> _Reading text_:
# WTF: Cabarkapa cut from Serbia-Montenegro



## adarsh1 (May 28, 2003)

it says on nba.com and Zarko was cut after coming into the olympic practice thing injured and playing with other hurt players while bodiroga played with the real team...hence cabarkapa is cut


----------



## Amareca (Oct 21, 2002)

He should never have gone to Serbia to workout for the NT.

He should have stayed in Phoenix and pump iron every day. Play for the summer league team and workout every day like Lampe and Barbosa did.

Zarko is trade bait soon in my opinion. He isn't going to get any minutes at all behind Marion, Johnson, Q, Nash, Barbosa in the backcourt or 3.


----------



## Arclite (Nov 2, 2002)

Yep. And if he is, good riddance. He'll never make it in the league until he gets some strength, gets his stroke down (which won't be easy with his huge hands) and stops playing like a pansy (i.e. before Fortson killed him).


----------



## azirishmusic (Feb 25, 2004)

I feel sorry for Zarko personally, but he should have stayed in Phoenix and pumped iron the rest of the summer anyway. The only way Zarko gets minutes on this roster is by playing inside and so far he is not strong enough to do that.

I don't expect Zarko to bulk up, but he has to be strong enough and agressive enough to defend and rebound. Otherwise, he sits.


----------



## [email protected] (Jul 31, 2003)

I agree with you BigAmare, hopefully Zarko will be trade bait. Too weak, too skinny, just too akward. I thought hopefully Fortson would have given him a wake up call to get in the gym and get stronger. Apparently not..... but it's good to hear the Barbosa and Lampe did the right thing.


----------



## Petey (Aug 23, 2002)

> Originally posted by <b>Arclite</b>!
> Yep. And if he is, good riddance. He'll never make it in the league until he gets some strength, gets his stroke down (which won't be easy with his huge hands) and stops playing like a pansy (i.e. before Fortson killed him).


Ah, no wonder you traded that cap filler to me!

-Petey


----------



## Arclite (Nov 2, 2002)

Hah, no I wouldn't have done that under normal circumstances but as I told froggy I was more sad to see Voskuhl go than Zarko.


----------



## deannahum (Aug 7, 2003)

imgaine what would have happen if we took Josh Howard at 17th pick instead of Zarko...


----------



## azirishmusic (Feb 25, 2004)

Then it would have been Howard that Fortson hurt rather than Carbakapa.


----------



## The Main Man (Aug 10, 2004)

Howard would have pulled up for a jumper instead.


----------



## Tersk (Apr 9, 2004)

> Originally posted by <b>The Main Man</b>!
> Howard would have pulled up for a jumper instead.


Then he would of missed it


----------

> _Required actions_:
• a. In the thread about Cabarkapa, which players does Amareca say Zarko won't get minutes behind? List them all.
• b. Translate this sentence from the thread about Cabarkapa into Spanish: "He should never have gone to Serbia to workout for the NT."
• c. In the thread about Cabarkapa, who does deannahum suggest could have been taken with the 17th pick instead of Zarko?

[Items stored from a collection]
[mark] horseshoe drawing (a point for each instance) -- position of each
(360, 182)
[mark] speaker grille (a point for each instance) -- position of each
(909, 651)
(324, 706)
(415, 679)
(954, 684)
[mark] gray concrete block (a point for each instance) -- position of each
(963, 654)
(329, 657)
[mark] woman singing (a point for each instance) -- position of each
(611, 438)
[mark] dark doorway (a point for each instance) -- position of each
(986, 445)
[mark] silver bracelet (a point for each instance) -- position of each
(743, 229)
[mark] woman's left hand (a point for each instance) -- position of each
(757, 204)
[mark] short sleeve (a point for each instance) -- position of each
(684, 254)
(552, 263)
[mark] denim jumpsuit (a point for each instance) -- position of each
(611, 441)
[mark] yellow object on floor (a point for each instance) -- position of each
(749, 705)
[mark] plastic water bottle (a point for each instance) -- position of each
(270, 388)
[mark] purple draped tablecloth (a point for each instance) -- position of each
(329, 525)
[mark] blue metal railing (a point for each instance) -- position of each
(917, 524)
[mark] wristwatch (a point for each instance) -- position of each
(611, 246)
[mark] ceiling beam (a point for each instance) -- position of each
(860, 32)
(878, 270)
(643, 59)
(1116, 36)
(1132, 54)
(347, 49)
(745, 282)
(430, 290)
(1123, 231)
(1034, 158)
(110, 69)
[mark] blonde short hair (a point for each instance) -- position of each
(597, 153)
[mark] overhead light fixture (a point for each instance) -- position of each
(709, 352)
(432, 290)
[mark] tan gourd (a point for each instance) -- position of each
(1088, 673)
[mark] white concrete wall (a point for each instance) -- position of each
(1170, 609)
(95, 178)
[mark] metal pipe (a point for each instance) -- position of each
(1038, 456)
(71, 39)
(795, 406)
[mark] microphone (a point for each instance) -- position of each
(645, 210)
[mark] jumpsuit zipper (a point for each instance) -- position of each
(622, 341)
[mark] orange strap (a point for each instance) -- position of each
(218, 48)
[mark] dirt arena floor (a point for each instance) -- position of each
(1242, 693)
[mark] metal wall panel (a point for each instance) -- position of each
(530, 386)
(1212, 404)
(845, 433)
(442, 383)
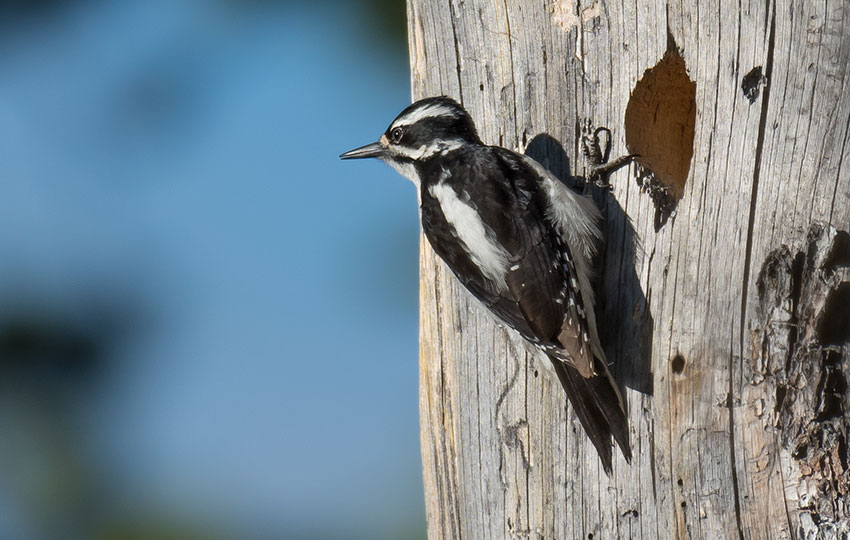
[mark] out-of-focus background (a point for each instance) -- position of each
(207, 321)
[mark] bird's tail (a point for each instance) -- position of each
(599, 406)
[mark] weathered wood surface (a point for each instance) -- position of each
(728, 319)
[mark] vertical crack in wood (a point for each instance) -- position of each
(513, 76)
(838, 170)
(457, 49)
(748, 261)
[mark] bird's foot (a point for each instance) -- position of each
(596, 156)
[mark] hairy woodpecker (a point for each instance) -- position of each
(519, 240)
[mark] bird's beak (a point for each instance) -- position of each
(370, 150)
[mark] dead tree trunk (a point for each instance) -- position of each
(726, 277)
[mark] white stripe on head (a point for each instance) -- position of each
(482, 248)
(430, 110)
(428, 150)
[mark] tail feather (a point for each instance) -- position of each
(599, 407)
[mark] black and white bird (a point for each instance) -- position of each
(519, 240)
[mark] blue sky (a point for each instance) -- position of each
(176, 164)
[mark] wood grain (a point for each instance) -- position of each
(736, 390)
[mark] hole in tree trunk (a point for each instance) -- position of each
(660, 120)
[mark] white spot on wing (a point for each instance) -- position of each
(487, 254)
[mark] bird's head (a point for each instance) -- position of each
(428, 128)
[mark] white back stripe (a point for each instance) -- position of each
(484, 251)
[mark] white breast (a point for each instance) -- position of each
(480, 244)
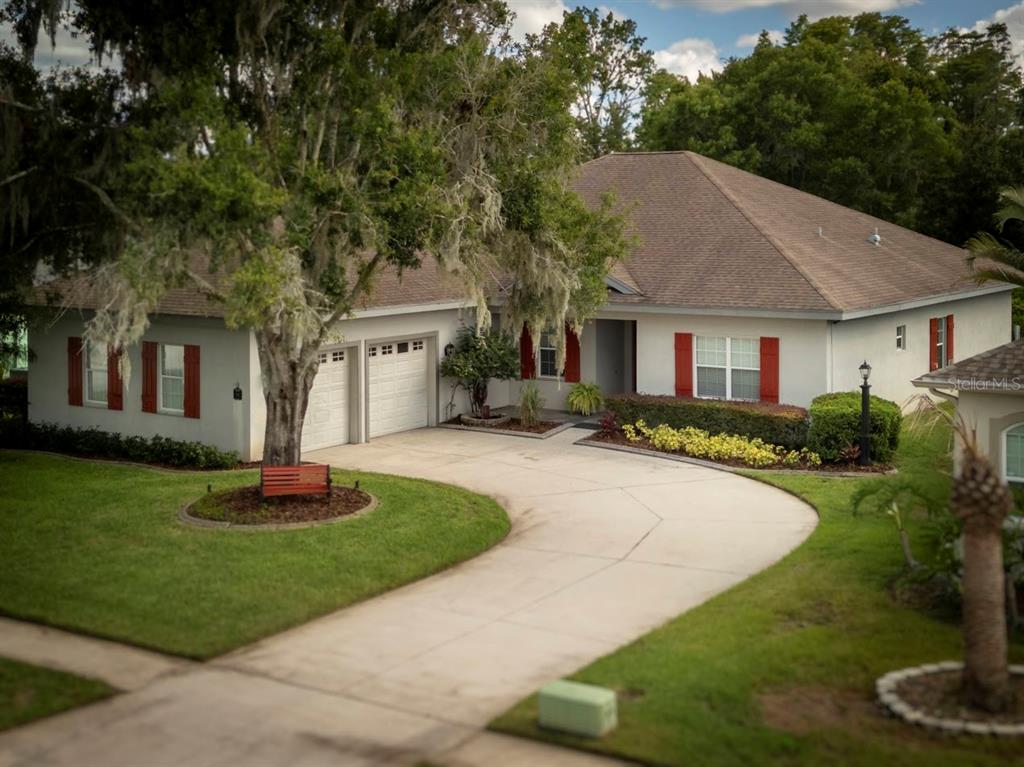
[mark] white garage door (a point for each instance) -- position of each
(327, 414)
(397, 386)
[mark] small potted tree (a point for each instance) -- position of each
(476, 358)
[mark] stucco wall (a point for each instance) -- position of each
(802, 349)
(224, 360)
(991, 414)
(981, 324)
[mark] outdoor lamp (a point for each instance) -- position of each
(865, 371)
(864, 459)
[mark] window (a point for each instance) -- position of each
(1013, 452)
(728, 368)
(95, 374)
(549, 355)
(172, 378)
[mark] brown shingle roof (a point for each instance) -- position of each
(1000, 370)
(714, 236)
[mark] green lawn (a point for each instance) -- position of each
(29, 692)
(97, 548)
(779, 670)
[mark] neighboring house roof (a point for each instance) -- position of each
(716, 237)
(999, 370)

> _The solutions_:
• a. Marion, Johnson, Q, Nash, Barbosa

• b. Nunca debió haber ido a Serbia a entrenar para la selección nacional.

• c. Josh Howard